§ WHAT IS REQUIRED:
Answer these questions from the water bottle review:
1. What is the price of the 350ml Eco Vessel Twist?
2. What material is the spout made of?
3. What connects the cap and the lid?

§ SELECTION:
>>>>>

Kids’ water bottle review #4: Eco Vessel Twist

kids water bottle review ecovessel

Today we’re looking at the Eco Vessel triple-insulted Twist kids’ water bottle. I was really keen to try this bottle because of the stainless steel cap—on a steel bottle, the plastic cap is usually the weak point, whether they crack, split or break off all together—also because they look darned cool. Which they are, of course, thanks to the mega-insulation power. Alfie (almost 5) was the tester for this bottle. He was particularly excited about the added tea strainer, but soon got over the fact I wouldn’t use it (read on to find out why).

The EcoVessel Twist, 350ml, is $33.95, and available here.

Safety: The bottle is made from stainless steel with no lining. Aside from glass, this is the safest known option for carrying fluids, especially if they are going to carry hot liquids. The lid and cap are also both stainless steel. I was initially disappointed to find that the spout was plastic, but it turns out it’s a rubber-plastic polymer that is more sustainable and more durable. Crucially, it’s more resistant biting, as my son likes to chew water bottles. The TPE (plastic-rubber stuff) is BPA, lead and phthalate-free.
One safety concern I had was with the tea-strainer, a little stainless steel basket that pops in the top of the bottle. I’m not sure about the decision to include this feature in a kids’ bottle as hot liquid and a big-open mouthpiece seem to me like an accident waiting to happen. Maybe I missed the point of it.

Usability: To drink, you twist open the small cap on top, which takes less that two rotations. I love a short thread because it means the bottle gets done up properly! The lid id similarly succinct and I’ve found I don’t need to grapple with it to do it up. The mouthpiece of the spout is wider than normal so you can really swig it back. I’ve found it to be very effective in getting my little man to drink more water.
The cap and lid are connected by a TPE tag, which means you won’t lose the lid. It also acts as a handle for carrying the bottle around. Considering the bottle is triple-insulated, it is surprisingly slim and fits nicely in the hand.

<<<<<

[Some records]
>>>>>

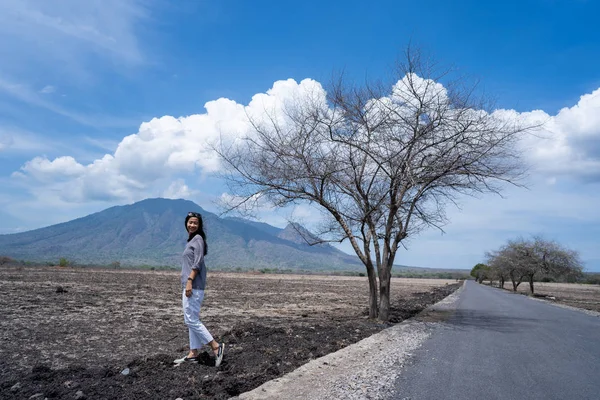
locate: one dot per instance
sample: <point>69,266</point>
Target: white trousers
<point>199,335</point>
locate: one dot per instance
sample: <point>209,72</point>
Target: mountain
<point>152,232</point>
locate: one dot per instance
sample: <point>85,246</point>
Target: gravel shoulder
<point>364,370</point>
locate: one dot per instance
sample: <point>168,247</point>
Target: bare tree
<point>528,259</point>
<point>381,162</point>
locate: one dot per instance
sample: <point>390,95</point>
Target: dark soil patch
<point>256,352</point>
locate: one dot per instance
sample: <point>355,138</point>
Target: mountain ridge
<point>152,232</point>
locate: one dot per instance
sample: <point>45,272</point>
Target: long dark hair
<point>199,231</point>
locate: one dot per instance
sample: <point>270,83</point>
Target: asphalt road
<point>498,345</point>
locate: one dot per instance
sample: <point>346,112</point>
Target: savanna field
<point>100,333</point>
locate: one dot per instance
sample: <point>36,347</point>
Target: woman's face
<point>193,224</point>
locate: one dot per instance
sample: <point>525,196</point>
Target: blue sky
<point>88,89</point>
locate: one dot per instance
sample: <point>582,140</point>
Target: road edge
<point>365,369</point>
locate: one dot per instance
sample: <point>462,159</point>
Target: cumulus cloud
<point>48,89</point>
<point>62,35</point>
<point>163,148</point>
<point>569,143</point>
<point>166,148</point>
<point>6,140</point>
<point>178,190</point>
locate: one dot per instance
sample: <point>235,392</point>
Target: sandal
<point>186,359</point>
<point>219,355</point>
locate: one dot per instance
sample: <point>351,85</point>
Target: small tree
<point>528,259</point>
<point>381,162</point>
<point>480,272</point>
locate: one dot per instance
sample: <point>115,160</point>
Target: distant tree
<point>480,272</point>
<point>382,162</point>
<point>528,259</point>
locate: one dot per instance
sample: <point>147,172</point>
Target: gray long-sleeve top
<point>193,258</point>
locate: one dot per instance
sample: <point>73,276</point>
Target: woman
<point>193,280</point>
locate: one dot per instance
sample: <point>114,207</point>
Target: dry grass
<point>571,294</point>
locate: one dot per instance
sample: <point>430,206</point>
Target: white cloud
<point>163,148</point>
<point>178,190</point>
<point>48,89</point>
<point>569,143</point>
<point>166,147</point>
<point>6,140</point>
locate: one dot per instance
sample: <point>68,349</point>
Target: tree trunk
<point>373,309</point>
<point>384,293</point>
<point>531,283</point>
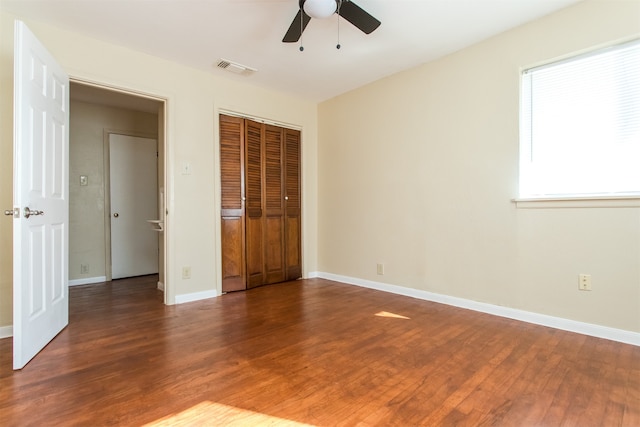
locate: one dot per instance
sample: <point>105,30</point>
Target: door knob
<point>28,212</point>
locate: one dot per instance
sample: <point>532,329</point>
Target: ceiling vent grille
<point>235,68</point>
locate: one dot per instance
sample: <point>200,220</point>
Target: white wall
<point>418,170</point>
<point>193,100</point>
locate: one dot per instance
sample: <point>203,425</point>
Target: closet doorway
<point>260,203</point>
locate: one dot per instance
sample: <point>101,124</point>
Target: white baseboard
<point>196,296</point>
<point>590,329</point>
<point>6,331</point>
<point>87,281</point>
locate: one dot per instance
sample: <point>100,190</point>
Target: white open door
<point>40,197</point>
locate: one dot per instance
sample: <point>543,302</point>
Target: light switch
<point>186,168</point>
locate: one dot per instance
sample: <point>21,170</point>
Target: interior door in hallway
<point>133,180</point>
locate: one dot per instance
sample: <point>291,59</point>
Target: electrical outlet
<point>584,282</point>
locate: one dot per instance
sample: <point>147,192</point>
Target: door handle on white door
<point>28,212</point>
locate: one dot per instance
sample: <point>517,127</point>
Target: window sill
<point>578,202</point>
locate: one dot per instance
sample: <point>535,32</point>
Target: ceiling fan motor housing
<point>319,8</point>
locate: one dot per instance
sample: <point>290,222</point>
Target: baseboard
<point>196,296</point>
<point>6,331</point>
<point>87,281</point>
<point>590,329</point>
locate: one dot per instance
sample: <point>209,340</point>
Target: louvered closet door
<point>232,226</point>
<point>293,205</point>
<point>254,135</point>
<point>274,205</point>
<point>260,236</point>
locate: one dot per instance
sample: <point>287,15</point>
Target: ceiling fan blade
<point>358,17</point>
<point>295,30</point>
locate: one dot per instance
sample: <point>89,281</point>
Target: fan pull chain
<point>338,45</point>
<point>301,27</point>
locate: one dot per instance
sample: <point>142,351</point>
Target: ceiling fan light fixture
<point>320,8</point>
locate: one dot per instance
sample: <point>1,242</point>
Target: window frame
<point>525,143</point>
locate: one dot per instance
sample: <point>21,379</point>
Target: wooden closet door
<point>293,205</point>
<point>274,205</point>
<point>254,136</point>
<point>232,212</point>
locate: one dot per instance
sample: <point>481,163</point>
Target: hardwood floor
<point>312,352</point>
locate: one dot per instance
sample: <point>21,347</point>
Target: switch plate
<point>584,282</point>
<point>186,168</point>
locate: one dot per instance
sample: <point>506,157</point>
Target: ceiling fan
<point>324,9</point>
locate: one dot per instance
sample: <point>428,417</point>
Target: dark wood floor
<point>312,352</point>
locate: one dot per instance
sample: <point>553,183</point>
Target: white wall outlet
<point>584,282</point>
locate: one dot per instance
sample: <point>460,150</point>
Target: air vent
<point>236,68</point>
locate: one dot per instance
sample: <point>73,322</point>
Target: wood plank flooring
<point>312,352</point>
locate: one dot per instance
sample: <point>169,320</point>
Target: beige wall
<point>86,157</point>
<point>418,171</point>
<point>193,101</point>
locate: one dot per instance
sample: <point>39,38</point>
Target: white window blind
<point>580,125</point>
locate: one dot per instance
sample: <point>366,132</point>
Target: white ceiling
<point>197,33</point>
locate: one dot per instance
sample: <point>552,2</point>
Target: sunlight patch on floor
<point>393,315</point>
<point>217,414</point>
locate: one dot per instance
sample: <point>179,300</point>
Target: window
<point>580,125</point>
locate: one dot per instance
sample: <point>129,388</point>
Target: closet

<<<<<

§ THE COMPLETED TASK:
1. $33.95
2. A rubber-plastic polymer (TPE)
3. A TPE tag